● **Extrait du texte**
──────
De l'autre côté de la Méditerranée, le monde de la chirurgie plastique commence effectivement à s'agiter. La présence de l'Arches (Association des Réussites et des Ratages de la chirurgie esthétique) a déjà fait le voyage jusqu'à Tunis. Pour l'instant, aucun accident grave n'a pas été rapporté, à part de cas d'une patiente revenu avec une infection ? le syndicat de la chirurgie plastique,reconstructrice et esthétique aussi est en alerte : « Dans ce système, toutes les règles élémentaires d'éthique sont bafouées, prévient son président, Alain Fogli. Il n'y pas de consultation préparatoire, pas de délai de réflexion et, plus grave encore, pas de suivi. Sans parler de l'absence totale de recours juridiques en cas de problème. Est-ce qu'on a vocation à rattraper les erreurs de nos confrères tunisiens ? » Les confrères eux, sont sereins : « Notre meilleure pub, c'est le bouche-à-oreille ».

Déjà, les premières opérées envoient leurs amies, leurs voisins, leurs collègues. Les copines de gym de Denise sont prêtes à décommander leur lifting en France. Patricia a glissé dans sa valise les photos des fesses de sa sœur. Elie, le Calaisien,espère bien expédier à Tunis ses quatre frères, chauves comme lui depuis l'age de 20 ans. « Quand on pense qu'en France un homme sur trois a des problèmes de calvitie... », se réjouit Houssem Ben Azouz, directeur de cosmetica Travel, l'autre agence de voyage du marché. Lui qui vendait des randonnées va proposer aux touristes des opérations de la myopie et des soins dentaires ... La Tunisie réalise que la santé est un bon business. Bientôt, peut-être, il n'y aura plus de chômage chez les médecins tunisiens. Bientôt, peut-être, les chirurgiens d'ici opéreront les artères des Anglais ?
──────
Entrées de données collectées:
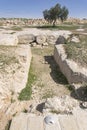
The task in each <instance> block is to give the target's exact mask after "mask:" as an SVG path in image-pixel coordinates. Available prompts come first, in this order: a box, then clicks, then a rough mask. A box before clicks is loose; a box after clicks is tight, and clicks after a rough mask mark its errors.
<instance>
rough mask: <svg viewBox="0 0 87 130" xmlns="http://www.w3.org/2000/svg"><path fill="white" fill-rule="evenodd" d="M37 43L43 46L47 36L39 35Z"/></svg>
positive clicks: (37, 39)
mask: <svg viewBox="0 0 87 130" xmlns="http://www.w3.org/2000/svg"><path fill="white" fill-rule="evenodd" d="M36 42H37V43H38V44H43V43H45V42H46V36H45V35H38V36H37V37H36Z"/></svg>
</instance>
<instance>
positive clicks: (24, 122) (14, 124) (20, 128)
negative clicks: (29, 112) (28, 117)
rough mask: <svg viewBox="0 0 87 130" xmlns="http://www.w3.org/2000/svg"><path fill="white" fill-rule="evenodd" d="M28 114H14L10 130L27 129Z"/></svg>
mask: <svg viewBox="0 0 87 130" xmlns="http://www.w3.org/2000/svg"><path fill="white" fill-rule="evenodd" d="M27 120H28V116H27V115H26V114H25V113H21V114H20V115H18V116H15V117H14V118H13V120H12V123H11V127H10V130H27Z"/></svg>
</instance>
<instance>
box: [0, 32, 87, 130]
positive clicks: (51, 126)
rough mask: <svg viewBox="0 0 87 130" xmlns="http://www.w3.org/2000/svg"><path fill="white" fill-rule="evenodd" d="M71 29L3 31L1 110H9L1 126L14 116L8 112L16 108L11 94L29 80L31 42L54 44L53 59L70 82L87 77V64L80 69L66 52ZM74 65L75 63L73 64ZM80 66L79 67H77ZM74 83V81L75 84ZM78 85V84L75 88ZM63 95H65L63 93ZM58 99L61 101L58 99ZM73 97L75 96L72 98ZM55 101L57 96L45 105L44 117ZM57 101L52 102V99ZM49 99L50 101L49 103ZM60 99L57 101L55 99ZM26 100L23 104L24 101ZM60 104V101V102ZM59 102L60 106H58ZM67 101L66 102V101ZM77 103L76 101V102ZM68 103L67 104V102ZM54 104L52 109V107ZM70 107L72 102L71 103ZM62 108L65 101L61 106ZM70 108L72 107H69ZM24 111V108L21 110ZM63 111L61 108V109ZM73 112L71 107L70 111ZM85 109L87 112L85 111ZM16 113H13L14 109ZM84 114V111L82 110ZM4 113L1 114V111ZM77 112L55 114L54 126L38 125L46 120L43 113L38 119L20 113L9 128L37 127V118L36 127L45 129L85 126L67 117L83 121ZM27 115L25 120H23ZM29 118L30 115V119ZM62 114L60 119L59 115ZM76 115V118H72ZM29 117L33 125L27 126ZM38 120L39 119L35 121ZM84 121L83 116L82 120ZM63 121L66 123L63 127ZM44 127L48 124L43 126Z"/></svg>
mask: <svg viewBox="0 0 87 130" xmlns="http://www.w3.org/2000/svg"><path fill="white" fill-rule="evenodd" d="M70 34H71V33H69V34H67V35H65V33H64V35H63V36H60V35H59V34H58V35H52V34H51V35H50V34H49V35H44V34H40V35H34V34H28V33H27V34H23V33H18V34H14V35H11V34H1V35H0V55H1V56H2V55H3V60H1V61H0V70H1V72H0V112H1V113H6V116H5V117H6V118H5V117H3V118H0V128H1V130H4V126H5V125H6V124H7V122H8V120H9V119H11V118H12V117H9V116H8V113H9V112H10V111H11V109H14V106H12V107H10V109H8V108H9V106H11V99H12V96H13V95H14V99H15V98H17V97H18V94H19V93H20V92H21V90H22V89H23V88H24V87H25V86H26V82H27V78H28V72H29V68H30V63H31V58H32V54H31V49H30V46H32V47H35V46H42V47H43V46H50V44H55V43H56V45H55V49H54V59H55V61H56V62H57V64H58V65H59V66H60V69H61V71H62V73H63V74H64V75H65V76H66V78H67V80H68V82H69V83H70V84H77V83H79V82H80V81H87V73H86V72H87V70H86V69H85V68H83V71H81V69H82V68H79V67H78V65H77V64H76V63H74V62H72V61H69V60H68V59H67V58H66V57H67V56H66V55H65V53H64V50H63V46H62V44H63V43H64V42H65V39H66V38H68V37H69V35H70ZM72 66H73V67H72ZM77 68H78V69H77ZM74 86H75V85H74ZM76 87H77V85H76V86H75V89H77V88H76ZM63 99H64V97H63ZM59 100H60V101H61V102H65V100H64V101H62V99H59ZM59 100H58V102H59ZM70 100H72V99H70ZM55 101H57V99H56V100H55V99H54V100H53V101H52V100H48V102H49V103H50V106H46V107H47V108H46V110H45V109H44V110H43V111H44V114H45V115H44V117H45V116H46V115H47V113H50V111H51V110H52V111H56V109H53V107H52V105H53V106H54V104H55ZM52 102H53V103H54V104H53V103H52ZM17 103H18V104H19V106H20V105H21V104H20V103H19V102H17ZM29 103H30V102H27V103H25V101H24V102H23V103H22V105H21V107H24V105H25V104H26V105H27V104H29ZM49 103H48V104H49ZM56 103H57V102H56ZM23 104H24V105H23ZM46 104H47V102H46V103H45V105H46ZM59 104H60V103H59ZM59 104H58V106H59ZM66 104H67V103H66ZM74 104H75V103H74ZM66 106H67V105H66ZM71 106H72V108H73V105H72V103H71ZM51 107H52V109H51ZM69 107H70V106H69ZM75 107H76V108H78V103H76V105H75ZM60 108H61V109H63V108H62V105H61V107H60ZM65 109H66V108H64V110H63V112H65ZM69 110H70V109H69ZM20 111H21V110H20ZM59 111H60V110H59ZM69 112H71V111H69ZM81 112H82V110H80V113H81ZM84 113H85V112H84ZM11 114H13V113H11ZM81 114H82V113H81ZM0 115H1V114H0ZM75 116H76V114H75V115H74V117H71V116H70V117H69V116H65V115H64V117H61V116H60V117H56V118H57V120H59V122H58V123H57V124H55V122H54V123H53V124H54V125H53V126H47V125H46V124H45V125H43V127H42V126H39V124H38V123H39V121H42V122H41V123H42V124H43V117H42V116H41V117H40V118H41V120H39V117H36V118H33V116H32V115H26V114H25V115H23V114H21V115H19V116H18V117H15V118H13V121H12V124H11V128H10V130H15V129H16V130H24V129H25V130H28V129H31V130H34V128H36V126H35V127H34V126H33V125H34V124H33V122H36V124H35V125H37V124H38V126H39V127H37V130H39V129H40V127H41V129H40V130H42V129H44V130H48V129H50V130H51V129H52V130H53V129H59V130H66V129H67V130H73V129H75V130H80V129H81V130H82V126H80V125H79V128H77V127H78V125H77V124H78V123H77V124H74V125H75V126H76V127H75V126H72V125H71V127H70V126H68V128H67V127H66V126H67V123H68V122H67V121H68V120H69V119H70V120H71V122H72V121H73V122H74V123H75V121H76V120H78V121H80V120H79V119H76V118H77V117H75ZM22 118H23V119H25V121H24V120H22ZM28 118H29V119H28ZM58 118H59V119H58ZM72 118H75V119H72ZM66 119H67V121H66V122H65V124H63V123H62V121H65V120H66ZM83 119H85V120H86V121H87V118H86V117H85V116H84V117H83ZM3 120H4V126H2V124H3V123H2V121H3ZM28 120H29V122H31V126H28V127H27V128H26V126H27V125H28V124H26V122H27V121H28ZM36 120H38V121H36ZM20 121H21V122H23V123H24V122H25V124H26V126H25V124H24V125H22V126H21V127H20V125H19V124H20ZM81 121H82V120H81ZM63 125H64V127H63ZM44 127H45V128H44ZM83 127H84V130H87V127H86V126H85V125H84V122H83Z"/></svg>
──────
● **Tâches à réaliser**
[1] Reproduisez fidèlement le passage de l'extrait sur la chirurgie esthétique en Tunisie compris entre « Déjà, les premières » et « des Anglais ? », inclusivement.
[2] Répondez aux questions suivantes d'après l'extrait sur la chirurgie esthétique en Tunisie.
(a) Qui préside le syndicat de la chirurgie plastique, reconstructrice et esthétique ?
(b) Combien de frères Elie espère-t-il envoyer à Tunis ?
(c) Quelle agence Houssem Ben Azouz dirige-t-il ?
[3] Dressez la liste complète des personnes désignées par leur nom dans l'extrait sur la chirurgie esthétique en Tunisie.

● **Résultats par tâche**
[1]
Déjà, les premières opérées envoient leurs amies, leurs voisins, leurs collègues. Les copines de gym de Denise sont prêtes à décommander leur lifting en France. Patricia a glissé dans sa valise les photos des fesses de sa sœur. Elie, le Calaisien,espère bien expédier à Tunis ses quatre frères, chauves comme lui depuis l'age de 20 ans. « Quand on pense qu'en France un homme sur trois a des problèmes de calvitie... », se réjouit Houssem Ben Azouz, directeur de cosmetica Travel, l'autre agence de voyage du marché. Lui qui vendait des randonnées va proposer aux touristes des opérations de la myopie et des soins dentaires ... La Tunisie réalise que la santé est un bon business. Bientôt, peut-être, il n'y aura plus de chômage chez les médecins tunisiens. Bientôt, peut-être, les chirurgiens d'ici opéreront les artères des Anglais ?

[2]
(a) Alain Fogli.
(b) Quatre.
(c) cosmetica Travel.

[3]
Alain Fogli
Denise
Patricia
Elie
Houssem Ben Azouz